### Estratto della pagina
□ □ □ □

Generazione Z o Rigenerazione? I bambini e le nuove tecnologie


Internet e le tecnologie digitali hanno trasformato il mondo

Nascosta dietro questa semplice frase si cela un universo di pensieri e di dubbi riguardo all’uso delle nuove tecnologie. Se da un lato esse sono espressione dell’innovazione, del miglioramento e della crescita economica di molti paesi dell’ Ue, dall’ altra parte non possiamo non tener conto degli effetti negativi che spesso le caratterizzano, a causa di un uso eccessivo e non sempre corretto.

Da un punto di vista più strettamente economico, l’idea alla base del mercato unico digitale è passare da 28 mercati nazionali ad un solo grande mercato. Un mercato unico digitale pienamente funzionante che potrebbe apportare 415 miliardi di euro all’anno alla nostra economia, creando centinaia di migliaia di nuovi posti di lavoro. Le TIC dunque, sembrano essere fondamentali per la crescita economica dell’UE, non a caso l’economia digitale sta crescendo ad un ritmo 7 volte più veloce di quello dell’economia reale.

Grazie alla stessa Agenda Digitale Europea sono aumentati gli investimenti in tale settore e sul mercato vi è una continua ed incessante richiesta di strumenti tecnologici, con una conseguente gamma di offerte continue; vi sono più abbonamenti a servizi di telefonia mobile che cittadini.

□ □ □ □

### Serie di esercizi
1/ Ricopia il testo sui bambini e le nuove tecnologie da "Nascosta dietro questa" fino a "non sempre corretto." compreso.
2/ Per favore, scrivi il seguito del testo sui bambini e le nuove tecnologie, cominciando subito dopo la sua ultima frase.

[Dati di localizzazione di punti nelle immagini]
□ □ □ □

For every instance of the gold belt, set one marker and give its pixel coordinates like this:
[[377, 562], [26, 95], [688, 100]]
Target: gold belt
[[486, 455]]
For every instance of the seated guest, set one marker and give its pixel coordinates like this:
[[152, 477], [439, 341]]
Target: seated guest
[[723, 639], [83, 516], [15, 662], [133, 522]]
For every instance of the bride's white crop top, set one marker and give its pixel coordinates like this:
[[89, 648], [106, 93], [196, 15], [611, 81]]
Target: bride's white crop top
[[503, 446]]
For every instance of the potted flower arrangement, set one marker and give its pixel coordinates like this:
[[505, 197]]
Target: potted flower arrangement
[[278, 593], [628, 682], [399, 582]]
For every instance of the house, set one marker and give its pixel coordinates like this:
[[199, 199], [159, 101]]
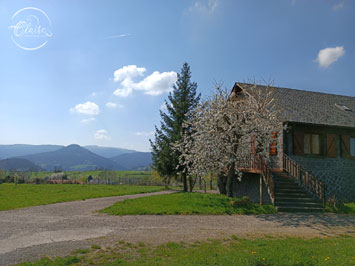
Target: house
[[314, 155]]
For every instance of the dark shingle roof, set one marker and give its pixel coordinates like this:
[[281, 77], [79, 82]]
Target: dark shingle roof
[[312, 107]]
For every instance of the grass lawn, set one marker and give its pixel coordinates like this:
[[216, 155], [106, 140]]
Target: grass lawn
[[25, 195], [187, 203], [258, 252], [347, 208]]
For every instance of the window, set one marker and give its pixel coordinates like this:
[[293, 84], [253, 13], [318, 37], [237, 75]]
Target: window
[[352, 147], [312, 144]]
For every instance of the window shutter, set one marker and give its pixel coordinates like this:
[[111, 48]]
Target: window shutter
[[273, 144], [345, 146], [252, 145], [298, 144], [331, 145]]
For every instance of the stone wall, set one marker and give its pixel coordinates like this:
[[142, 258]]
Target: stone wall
[[249, 186], [337, 173]]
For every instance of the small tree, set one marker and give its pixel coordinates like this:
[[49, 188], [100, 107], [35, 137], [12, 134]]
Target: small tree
[[220, 131], [182, 101]]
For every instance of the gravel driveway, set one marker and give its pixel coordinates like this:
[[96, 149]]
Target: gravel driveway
[[57, 229]]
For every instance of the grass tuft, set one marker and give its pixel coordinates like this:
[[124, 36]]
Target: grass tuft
[[248, 252], [26, 195], [187, 204]]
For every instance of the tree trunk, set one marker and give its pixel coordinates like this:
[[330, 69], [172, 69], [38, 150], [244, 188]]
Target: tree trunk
[[184, 180], [261, 190], [229, 183], [222, 183]]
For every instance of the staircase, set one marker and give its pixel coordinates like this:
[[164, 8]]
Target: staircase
[[291, 197]]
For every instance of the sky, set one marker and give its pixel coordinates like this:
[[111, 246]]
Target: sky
[[97, 72]]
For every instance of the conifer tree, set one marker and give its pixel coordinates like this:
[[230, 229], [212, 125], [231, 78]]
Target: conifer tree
[[181, 101]]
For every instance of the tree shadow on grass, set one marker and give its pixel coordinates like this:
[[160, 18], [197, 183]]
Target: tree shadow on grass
[[312, 220]]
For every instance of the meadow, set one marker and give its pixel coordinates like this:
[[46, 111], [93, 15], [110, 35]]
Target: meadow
[[14, 196], [187, 203], [234, 251]]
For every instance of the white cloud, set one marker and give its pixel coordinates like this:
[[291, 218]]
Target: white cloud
[[88, 120], [338, 6], [102, 135], [125, 92], [111, 105], [128, 72], [204, 6], [88, 108], [155, 84], [330, 55], [163, 107], [119, 36], [145, 134]]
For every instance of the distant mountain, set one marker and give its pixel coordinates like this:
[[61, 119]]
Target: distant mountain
[[72, 158], [18, 165], [134, 160], [16, 150], [107, 152]]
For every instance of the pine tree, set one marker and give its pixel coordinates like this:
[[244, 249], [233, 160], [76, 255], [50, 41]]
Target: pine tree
[[181, 101]]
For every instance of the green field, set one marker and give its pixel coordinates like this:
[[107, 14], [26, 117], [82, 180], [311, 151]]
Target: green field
[[257, 252], [346, 208], [187, 203], [25, 195], [97, 173]]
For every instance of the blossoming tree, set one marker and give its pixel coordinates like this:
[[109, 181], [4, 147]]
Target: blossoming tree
[[218, 135]]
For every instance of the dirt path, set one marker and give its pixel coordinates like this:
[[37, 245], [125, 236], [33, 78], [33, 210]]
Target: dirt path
[[57, 229]]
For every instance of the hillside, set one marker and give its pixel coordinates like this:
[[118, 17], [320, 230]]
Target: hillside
[[18, 165], [72, 158], [16, 150], [107, 152], [135, 160]]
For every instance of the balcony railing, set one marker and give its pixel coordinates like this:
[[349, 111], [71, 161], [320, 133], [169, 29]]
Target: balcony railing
[[314, 186]]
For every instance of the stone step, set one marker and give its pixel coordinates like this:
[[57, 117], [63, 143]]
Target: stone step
[[299, 204], [283, 186], [290, 190], [287, 199], [292, 195], [299, 209]]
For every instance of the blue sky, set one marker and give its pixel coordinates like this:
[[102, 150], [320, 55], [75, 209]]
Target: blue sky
[[108, 65]]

□ □ □ □

### Risposte per esercizio
1/
Nascosta dietro questa semplice frase si cela un universo di pensieri e di dubbi riguardo all’uso delle nuove tecnologie. Se da un lato esse sono espressione dell’innovazione, del miglioramento e della crescita economica di molti paesi dell’ Ue, dall’ altra parte non possiamo non tener conto degli effetti negativi che spesso le caratterizzano, a causa di un uso eccessivo e non sempre corretto.

2/
Il piano d’azione della Commissione europea StartUpEurope ha rafforzato inoltre, negli ultimi anni, il quadro in cui operano gli imprenditori nel settore delle TIC e del web in Europa, aiutandoli ad ottenere le risorse necessarie nel campo della crescita, dell’innovazione e creazione di nuovi posti di lavoro. Computer, cellulari e tecnologie digitali in genere  hanno migliorato il nostro vivere quotidiano e nella città intelligente così come nelle abitazioni di tutti noi non manca mai una connessione wi-fi. Ma cosa succederebbe se andassimo a vivere in un luogo non in rete con le nuove tecnologie? Come reagirebbe la iGeneration o Google Generation?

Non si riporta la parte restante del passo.